▶ _Documento di origine_:
►

Tra le due misure, a giudizio dell’INPS, vi sarebbe una profonda differenza, che sarebbe stata evidenziata anche da questa Corte nella sentenza n. 194 del 2021: la corresponsione rateale dell’indennità sarebbe una tipica misura di sicurezza sociale volta a sostenere il reddito del lavoratore in mobilità; l’anticipazione dell’indennità sarebbe volta, invece, a consentire ed incentivare l’inizio di una attività di lavoro autonomo (o di un’impresa), sicché essa non potrebbe essere utilizzata per finalità diverse rispetto a questo scopo.
Inoltre, non potrebbe considerarsi irragionevole – e neppure lesiva del principio di uguaglianza – la scelta del legislatore di concedere un determinato contributo economico a domanda dell’interessato, e di negarlo, invece, a quanti «per scelta o per dimenticanza» tale richiesta non abbiano presentato. A tal proposito, viene evidenziato che il diritto all’anticipazione dell’indennità di mobilità non sorge in maniera automatica al ricorrere dei prescritti presupposti, essendo necessario che l’interessato ne chieda il riconoscimento per il tramite della presentazione di apposita domanda amministrativa all’INPS che, in base all’art. 1, comma 2, del decreto del Ministro del lavoro e della previdenza sociale del 17 febbraio 1993, n. 142 (Regolamento di attuazione dell’art. 7, comma 5, della legge 23 luglio 1991, n. 223, in materia di corresponsione anticipata dell’indennità di mobilità), deve essere corredata dalla documentazione necessaria ad attestare la concreta assunzione dell’iniziativa di svolgere attività di lavoro autonomo da parte dell’istante. Ciò dimostrerebbe la natura di finanziamento di scopo – e non di sostegno generico al reddito – dell’anticipazione di cui si tratta.
7.2.2.– Il sospetto di contrasto con l’art. 3, secondo comma, Cost., è ritenuto, prima ancora che non fondato, inammissibile per difetto di motivazione, essendo «solo enunciato, ma in alcun modo spiegato e, tantomeno, motivato».

◄

▶ _Record del dataset_:
►

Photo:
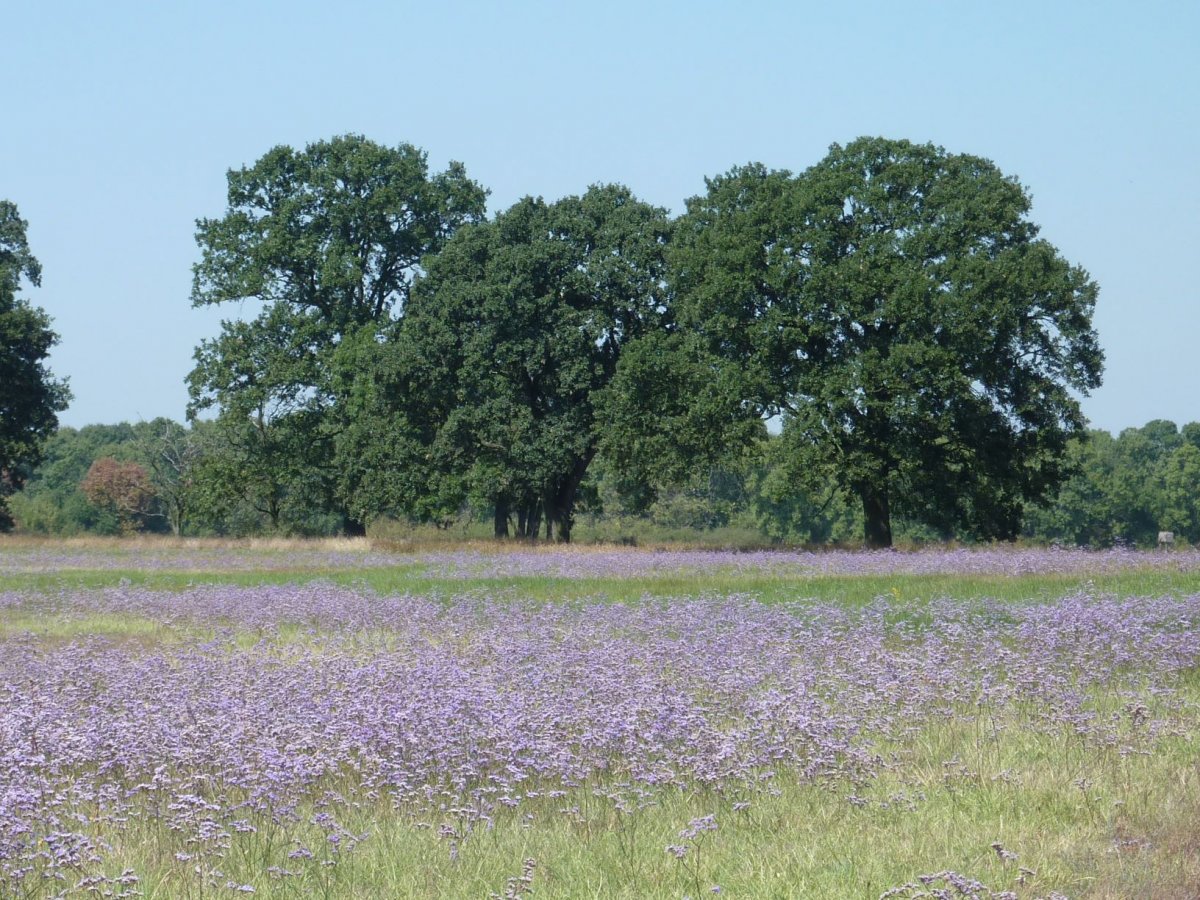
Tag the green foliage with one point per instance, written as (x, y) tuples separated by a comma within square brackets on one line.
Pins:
[(493, 387), (30, 397), (895, 303), (328, 239)]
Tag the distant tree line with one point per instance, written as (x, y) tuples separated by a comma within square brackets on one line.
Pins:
[(162, 477), (406, 355)]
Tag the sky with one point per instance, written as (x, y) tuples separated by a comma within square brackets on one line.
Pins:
[(120, 121)]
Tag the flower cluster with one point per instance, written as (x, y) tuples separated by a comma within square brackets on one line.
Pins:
[(301, 703)]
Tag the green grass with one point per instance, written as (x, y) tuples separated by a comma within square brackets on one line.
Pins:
[(807, 841), (1129, 832), (850, 589)]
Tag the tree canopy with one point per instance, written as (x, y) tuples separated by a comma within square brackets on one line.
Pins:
[(895, 305), (509, 341), (30, 397), (328, 239)]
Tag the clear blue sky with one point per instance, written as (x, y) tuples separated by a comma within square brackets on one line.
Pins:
[(120, 120)]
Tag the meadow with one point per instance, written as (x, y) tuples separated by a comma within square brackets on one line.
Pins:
[(184, 719)]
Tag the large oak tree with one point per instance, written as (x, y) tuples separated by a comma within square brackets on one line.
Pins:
[(493, 388), (30, 397), (328, 239), (895, 305)]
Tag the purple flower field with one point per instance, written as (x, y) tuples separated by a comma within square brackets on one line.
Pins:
[(288, 711), (597, 563)]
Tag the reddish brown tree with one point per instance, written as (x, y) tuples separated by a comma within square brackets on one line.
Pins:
[(123, 489)]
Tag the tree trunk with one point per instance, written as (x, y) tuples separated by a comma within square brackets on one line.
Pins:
[(876, 515), (501, 519)]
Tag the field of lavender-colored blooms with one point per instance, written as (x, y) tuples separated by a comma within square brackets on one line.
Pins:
[(346, 720)]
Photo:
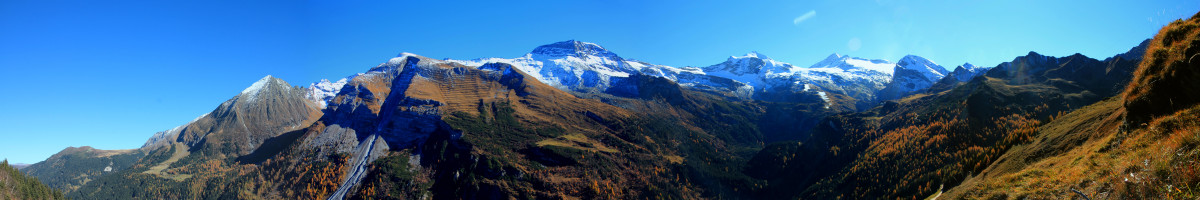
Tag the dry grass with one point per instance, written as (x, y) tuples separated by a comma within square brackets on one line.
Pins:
[(180, 152), (577, 141)]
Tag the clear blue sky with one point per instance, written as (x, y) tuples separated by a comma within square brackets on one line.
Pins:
[(109, 74)]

◄

▶ _Consegna_: Puoi riprodurre fedelmente il passo del testo sull'indennità di mobilità che va da "Tra le due misure, a" fino a "a questo scopo."? I record costituiscono materiale a sé, distinto dal testo.

▶ _Risposta_:
Tra le due misure, a giudizio dell’INPS, vi sarebbe una profonda differenza, che sarebbe stata evidenziata anche da questa Corte nella sentenza n. 194 del 2021: la corresponsione rateale dell’indennità sarebbe una tipica misura di sicurezza sociale volta a sostenere il reddito del lavoratore in mobilità; l’anticipazione dell’indennità sarebbe volta, invece, a consentire ed incentivare l’inizio di una attività di lavoro autonomo (o di un’impresa), sicché essa non potrebbe essere utilizzata per finalità diverse rispetto a questo scopo.